*Given text*:
————————

Scholar and Slate pop critic Jack Hamilton will be signing and discussing his new book, Just around Midnight: Rock and Roll and the Racial Imagination, this Thursday at the Stax Museum of American Soul Music.

In his book, Hamilton addresses the issue of white artists’ appropriation of black music, employing an interdisciplinary combination of historical research, musical analysis, and critical race theory to demonstrate how rock-and-roll “became white” during the 1960s. In doing so, he parallels Bob Dylan’s “Blowin’ in the Wind” and Sam Cooke’s “A Change Is Gonna Come,” revealing that despite the songs’ similarities, Dylan was considered a rock genius, while Cooke is perceived as a master of “soul” — a disparity that resonates later in the 1960s with the conflicting perceptions of Aretha Franklin, Janis Joplin, and Dusty Springfield later in that decade.

————————

*Exercise 1*: Decide whether each statement agrees with the text about Jack Hamilton's book, answering yes or no and quoting the words of the text that decide it. (a) The signing will take place at the Stax Museum of American Soul Music. (b) Hamilton shows that rock-and-roll "became white" during the 1970s. (c) Bob Dylan was considered a master of "soul."
*Exercise 2*: List every line of the rows below that contains the string "headrest", with case counting.

*Material for the task*:
————————

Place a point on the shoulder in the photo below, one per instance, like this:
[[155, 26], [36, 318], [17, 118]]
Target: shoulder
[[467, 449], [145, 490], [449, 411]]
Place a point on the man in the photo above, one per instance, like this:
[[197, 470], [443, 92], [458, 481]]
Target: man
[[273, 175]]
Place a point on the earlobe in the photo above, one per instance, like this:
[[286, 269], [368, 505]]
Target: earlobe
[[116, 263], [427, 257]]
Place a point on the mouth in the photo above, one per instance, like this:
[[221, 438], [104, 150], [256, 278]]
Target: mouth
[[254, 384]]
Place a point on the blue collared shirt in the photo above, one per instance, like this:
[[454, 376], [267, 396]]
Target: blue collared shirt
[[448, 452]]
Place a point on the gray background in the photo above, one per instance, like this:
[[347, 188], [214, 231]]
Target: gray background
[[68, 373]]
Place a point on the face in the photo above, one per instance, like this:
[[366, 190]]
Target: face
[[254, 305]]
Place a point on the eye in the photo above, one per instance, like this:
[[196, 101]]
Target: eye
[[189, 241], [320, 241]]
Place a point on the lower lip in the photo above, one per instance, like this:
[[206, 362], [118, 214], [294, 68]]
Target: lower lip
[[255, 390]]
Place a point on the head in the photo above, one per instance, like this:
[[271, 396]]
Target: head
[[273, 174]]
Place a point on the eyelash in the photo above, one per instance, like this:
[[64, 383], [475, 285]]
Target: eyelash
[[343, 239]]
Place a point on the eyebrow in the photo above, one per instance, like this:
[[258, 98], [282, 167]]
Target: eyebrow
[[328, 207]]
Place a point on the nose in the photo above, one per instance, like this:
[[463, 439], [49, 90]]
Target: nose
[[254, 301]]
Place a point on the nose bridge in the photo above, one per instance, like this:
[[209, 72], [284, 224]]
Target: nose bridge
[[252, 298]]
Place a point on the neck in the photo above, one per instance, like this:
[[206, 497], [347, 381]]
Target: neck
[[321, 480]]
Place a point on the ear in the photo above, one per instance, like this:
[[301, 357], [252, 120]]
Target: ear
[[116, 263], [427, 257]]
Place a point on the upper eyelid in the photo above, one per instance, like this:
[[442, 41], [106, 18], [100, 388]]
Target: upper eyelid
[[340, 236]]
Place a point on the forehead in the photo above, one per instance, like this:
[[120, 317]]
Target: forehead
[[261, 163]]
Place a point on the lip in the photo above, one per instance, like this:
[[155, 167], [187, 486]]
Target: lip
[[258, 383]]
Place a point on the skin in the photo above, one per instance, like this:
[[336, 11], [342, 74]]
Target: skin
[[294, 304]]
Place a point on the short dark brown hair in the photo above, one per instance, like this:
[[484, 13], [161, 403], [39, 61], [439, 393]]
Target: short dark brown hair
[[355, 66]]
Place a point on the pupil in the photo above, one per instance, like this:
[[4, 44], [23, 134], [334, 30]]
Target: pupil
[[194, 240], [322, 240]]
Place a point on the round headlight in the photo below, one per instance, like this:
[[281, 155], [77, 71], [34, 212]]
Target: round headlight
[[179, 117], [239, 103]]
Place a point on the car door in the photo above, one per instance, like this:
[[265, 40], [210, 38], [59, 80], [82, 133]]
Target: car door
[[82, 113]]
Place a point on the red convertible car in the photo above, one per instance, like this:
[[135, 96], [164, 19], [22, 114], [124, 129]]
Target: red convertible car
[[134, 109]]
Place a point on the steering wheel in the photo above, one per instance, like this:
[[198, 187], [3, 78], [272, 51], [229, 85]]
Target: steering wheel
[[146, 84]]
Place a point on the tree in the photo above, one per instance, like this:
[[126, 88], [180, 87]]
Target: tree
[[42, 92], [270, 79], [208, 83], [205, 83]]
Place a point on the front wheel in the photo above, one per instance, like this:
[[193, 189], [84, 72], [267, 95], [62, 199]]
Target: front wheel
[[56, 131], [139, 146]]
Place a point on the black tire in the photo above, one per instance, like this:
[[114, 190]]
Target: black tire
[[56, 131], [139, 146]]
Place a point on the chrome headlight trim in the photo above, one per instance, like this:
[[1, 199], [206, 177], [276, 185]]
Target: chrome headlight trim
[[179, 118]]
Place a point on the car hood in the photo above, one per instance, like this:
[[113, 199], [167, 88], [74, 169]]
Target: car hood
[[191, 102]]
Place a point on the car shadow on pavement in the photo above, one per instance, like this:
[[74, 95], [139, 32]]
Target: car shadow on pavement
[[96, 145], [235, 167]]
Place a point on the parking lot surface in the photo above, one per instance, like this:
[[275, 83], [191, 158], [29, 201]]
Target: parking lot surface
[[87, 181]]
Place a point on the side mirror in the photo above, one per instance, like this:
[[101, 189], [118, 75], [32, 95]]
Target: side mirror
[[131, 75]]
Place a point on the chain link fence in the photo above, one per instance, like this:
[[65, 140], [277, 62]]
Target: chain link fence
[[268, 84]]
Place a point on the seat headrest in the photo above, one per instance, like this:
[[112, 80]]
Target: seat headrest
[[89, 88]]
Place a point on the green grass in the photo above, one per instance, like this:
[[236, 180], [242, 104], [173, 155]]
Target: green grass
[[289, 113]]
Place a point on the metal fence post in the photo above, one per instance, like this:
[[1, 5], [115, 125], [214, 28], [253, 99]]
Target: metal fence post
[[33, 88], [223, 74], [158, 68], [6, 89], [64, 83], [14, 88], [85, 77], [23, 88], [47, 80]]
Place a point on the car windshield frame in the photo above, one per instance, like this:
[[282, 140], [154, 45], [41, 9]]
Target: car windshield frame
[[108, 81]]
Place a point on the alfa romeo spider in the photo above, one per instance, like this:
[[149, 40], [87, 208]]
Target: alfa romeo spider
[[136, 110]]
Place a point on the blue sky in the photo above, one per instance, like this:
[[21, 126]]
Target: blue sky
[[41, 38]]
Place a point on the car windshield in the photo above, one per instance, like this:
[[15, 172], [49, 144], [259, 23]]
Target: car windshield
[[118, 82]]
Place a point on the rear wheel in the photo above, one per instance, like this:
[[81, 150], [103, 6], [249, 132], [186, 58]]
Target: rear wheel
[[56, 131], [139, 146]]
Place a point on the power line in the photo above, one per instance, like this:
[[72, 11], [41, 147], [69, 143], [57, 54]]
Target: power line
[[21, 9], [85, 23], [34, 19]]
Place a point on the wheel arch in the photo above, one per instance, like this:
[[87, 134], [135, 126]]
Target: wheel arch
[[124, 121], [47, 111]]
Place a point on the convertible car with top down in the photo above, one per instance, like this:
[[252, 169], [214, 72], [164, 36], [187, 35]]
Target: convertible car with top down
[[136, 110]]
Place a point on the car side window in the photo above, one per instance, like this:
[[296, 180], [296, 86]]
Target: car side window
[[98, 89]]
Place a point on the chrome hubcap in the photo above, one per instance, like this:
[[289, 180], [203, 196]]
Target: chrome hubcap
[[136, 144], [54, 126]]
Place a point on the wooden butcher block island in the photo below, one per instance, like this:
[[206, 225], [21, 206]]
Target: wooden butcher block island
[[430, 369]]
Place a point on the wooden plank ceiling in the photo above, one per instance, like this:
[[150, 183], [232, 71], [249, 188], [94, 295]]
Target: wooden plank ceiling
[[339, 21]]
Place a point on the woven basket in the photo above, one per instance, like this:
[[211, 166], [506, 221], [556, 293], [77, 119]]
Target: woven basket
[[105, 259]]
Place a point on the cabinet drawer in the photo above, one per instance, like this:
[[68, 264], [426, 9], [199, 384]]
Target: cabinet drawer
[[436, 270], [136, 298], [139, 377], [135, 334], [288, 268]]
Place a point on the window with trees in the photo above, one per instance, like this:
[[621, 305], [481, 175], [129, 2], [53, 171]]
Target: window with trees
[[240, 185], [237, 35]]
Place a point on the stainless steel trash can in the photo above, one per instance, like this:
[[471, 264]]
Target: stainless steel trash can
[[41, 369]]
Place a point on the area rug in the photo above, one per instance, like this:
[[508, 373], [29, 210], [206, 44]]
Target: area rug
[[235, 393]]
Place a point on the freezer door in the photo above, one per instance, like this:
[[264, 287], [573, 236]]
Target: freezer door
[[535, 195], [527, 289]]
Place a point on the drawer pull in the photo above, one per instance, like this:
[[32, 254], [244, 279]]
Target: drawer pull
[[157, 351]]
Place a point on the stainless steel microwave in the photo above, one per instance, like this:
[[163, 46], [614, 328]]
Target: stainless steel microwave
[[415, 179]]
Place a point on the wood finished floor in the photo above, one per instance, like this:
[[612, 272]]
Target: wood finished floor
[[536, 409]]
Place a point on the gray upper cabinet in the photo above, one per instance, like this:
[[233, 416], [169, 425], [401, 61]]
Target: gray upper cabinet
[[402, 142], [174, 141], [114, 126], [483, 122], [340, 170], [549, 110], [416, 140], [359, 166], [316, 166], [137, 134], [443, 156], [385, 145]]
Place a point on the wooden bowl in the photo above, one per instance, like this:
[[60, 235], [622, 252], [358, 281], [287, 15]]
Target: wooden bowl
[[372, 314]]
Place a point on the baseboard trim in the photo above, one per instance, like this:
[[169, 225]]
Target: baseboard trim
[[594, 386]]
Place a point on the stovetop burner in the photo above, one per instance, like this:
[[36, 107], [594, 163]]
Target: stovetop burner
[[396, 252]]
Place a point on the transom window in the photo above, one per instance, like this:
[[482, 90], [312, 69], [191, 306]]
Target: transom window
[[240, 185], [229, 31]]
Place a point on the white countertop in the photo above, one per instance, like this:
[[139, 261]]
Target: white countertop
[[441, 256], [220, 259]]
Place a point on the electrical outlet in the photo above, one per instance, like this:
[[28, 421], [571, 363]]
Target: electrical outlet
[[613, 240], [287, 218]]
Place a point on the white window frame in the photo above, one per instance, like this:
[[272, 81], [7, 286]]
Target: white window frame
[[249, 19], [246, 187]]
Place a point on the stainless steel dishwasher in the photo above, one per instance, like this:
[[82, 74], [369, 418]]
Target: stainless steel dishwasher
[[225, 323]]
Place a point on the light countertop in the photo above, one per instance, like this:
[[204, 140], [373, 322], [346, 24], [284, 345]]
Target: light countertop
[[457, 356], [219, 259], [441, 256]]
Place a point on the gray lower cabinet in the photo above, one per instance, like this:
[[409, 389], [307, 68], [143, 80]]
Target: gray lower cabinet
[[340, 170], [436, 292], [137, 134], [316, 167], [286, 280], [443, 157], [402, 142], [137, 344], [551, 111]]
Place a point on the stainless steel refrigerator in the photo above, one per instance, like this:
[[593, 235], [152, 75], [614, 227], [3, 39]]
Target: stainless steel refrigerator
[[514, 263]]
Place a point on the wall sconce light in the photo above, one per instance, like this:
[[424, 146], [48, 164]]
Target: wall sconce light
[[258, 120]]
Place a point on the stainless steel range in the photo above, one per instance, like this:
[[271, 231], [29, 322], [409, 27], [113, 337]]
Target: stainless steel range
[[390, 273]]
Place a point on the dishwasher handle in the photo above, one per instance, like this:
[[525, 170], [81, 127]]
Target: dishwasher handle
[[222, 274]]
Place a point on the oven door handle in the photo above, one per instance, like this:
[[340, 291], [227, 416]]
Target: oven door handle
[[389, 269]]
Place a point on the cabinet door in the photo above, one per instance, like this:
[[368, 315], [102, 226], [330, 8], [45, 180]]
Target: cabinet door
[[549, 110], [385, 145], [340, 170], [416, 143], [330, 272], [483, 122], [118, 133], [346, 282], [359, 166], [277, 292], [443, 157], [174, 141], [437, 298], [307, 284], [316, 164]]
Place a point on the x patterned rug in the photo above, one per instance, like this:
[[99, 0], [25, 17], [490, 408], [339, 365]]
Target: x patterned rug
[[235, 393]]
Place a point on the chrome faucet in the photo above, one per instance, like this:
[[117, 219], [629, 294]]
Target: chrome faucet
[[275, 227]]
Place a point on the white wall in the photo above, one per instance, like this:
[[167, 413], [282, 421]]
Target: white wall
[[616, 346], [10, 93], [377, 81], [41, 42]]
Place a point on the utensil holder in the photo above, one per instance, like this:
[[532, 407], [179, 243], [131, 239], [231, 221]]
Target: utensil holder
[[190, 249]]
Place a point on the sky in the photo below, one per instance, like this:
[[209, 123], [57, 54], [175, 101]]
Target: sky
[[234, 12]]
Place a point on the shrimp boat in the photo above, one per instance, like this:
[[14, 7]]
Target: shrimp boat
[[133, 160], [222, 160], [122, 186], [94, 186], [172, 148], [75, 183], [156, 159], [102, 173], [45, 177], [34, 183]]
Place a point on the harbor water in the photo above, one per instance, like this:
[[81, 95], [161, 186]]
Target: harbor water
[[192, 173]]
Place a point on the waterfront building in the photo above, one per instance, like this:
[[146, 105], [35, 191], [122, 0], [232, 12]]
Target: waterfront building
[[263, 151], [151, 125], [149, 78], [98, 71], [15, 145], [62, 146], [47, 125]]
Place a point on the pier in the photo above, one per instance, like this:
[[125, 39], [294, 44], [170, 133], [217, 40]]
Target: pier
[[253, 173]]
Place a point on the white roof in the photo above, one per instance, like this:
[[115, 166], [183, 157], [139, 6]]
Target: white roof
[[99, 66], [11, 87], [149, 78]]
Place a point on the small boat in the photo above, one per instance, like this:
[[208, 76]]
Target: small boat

————————

*Expected output 1*:
(a) Yes: "this Thursday at the Stax Museum of American Soul Music."
(b) No: "to demonstrate how rock-and-roll “became white” during the 1960s."
(c) No: "Dylan was considered a rock genius, while Cooke is perceived as a master of “soul”"

*Expected output 2*:
Place a point on the seat headrest in the photo above, one per instance, like this:
Target: seat headrest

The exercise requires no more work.